» GIVEN PASSAGE
....

Sunday, 12 July 2009

Graduating

During the intervening period between final results and graduation, it will not surprise the reader to learn that there was a fair bit of calling each other Dr X, Y or Z. Indeed some rather less flattering suffixes were used in reference to antics which best remain undisclosed.

However, for me it was only on graduation day, when it becomes official, legal and proper, that the knowledge of actually being a doctor started to sink in. During the ceremony itself, the pomp and sense of occasion failed to make much of an impression. It was over the following hours, glimpsing myself through the eyes of parents and grandparents, that it slowly dawned on me: the sense of personal responsibility, the weight of lay expectation of what a doctor is, what he should know and be able to do.

For me, the last year has not so much been about getting to the point where the medical school was happy with my level of skill and knowledge as to that at which I was. The former is a bare minimum; the latter is what is required in order to begin any working day with a clear conscience. (Of course, the goal is to end each day with one, but this is rather predicated on starting as one means to go on. No doubt there will be plenty of room over the coming months to reflect on what is at times the unbridgable gap between one's own best and the patient's - and these are perhaps the moments where it is most vital to feel that one really did bring one's utmost to the table.)

As far as this goes though, prior to graduation I did actually feel I had got to this point: I have worked hard over the last year and I worked hard for finals. But standing there, degree(s) in hand, the fearsome realisation dawned on me that this piece of paper, this title - which ostensibly means so much - is worth absolutely nothing more than what remains in the head and in the heart: ultimately one carries nothing more into the ward, operating theatre or consulting room. Underneath our degrees, robes and titles, we are naked.

....

» TASK INSTRUCTIONS
1 > Translate this sentence from the graduation post into French: "Underneath our degrees, robes and titles, we are naked."
2 > According to the graduation post, on what day did the knowledge of actually being a doctor start to sink in for the writer?
3 > Transcribe the part of the graduation post starting at "Sunday, 12 July" and ending at "best remain undisclosed.".

....

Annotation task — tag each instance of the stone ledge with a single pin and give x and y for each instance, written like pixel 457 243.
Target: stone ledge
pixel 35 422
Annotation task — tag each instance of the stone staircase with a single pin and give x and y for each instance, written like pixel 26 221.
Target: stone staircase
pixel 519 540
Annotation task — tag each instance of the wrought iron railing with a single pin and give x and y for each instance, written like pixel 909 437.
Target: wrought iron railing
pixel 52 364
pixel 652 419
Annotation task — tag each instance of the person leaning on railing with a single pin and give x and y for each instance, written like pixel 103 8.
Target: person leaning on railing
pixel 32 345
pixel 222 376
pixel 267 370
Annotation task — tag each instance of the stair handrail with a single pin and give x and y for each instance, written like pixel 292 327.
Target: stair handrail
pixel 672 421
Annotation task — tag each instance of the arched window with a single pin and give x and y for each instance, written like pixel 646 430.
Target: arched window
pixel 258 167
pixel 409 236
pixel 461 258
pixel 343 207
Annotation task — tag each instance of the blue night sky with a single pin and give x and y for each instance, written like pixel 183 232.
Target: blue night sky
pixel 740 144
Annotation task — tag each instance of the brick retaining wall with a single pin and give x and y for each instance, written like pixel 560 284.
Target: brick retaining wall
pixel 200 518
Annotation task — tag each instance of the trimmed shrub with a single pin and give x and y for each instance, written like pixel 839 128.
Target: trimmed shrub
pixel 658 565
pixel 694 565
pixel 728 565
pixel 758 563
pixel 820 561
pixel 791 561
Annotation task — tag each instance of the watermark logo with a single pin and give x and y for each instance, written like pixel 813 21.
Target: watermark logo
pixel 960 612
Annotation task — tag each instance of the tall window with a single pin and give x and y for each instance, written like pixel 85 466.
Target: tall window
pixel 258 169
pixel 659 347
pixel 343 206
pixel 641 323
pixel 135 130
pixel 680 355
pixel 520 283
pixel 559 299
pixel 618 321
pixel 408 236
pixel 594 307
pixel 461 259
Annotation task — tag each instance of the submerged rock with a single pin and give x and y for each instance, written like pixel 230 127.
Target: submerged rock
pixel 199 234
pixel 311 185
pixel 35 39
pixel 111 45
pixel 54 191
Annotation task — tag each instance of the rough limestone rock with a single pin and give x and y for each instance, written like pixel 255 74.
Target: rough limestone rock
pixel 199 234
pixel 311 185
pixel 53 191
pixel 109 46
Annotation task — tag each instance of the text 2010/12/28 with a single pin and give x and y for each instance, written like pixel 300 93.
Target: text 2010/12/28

....

» LIST OF ANSWERS
1 > Sous nos diplômes, nos toges et nos titres, nous sommes nus.

2 > On graduation day.

3 >
Sunday, 12 July 2009

Graduating

During the intervening period between final results and graduation, it will not surprise the reader to learn that there was a fair bit of calling each other Dr X, Y or Z. Indeed some rather less flattering suffixes were used in reference to antics which best remain undisclosed.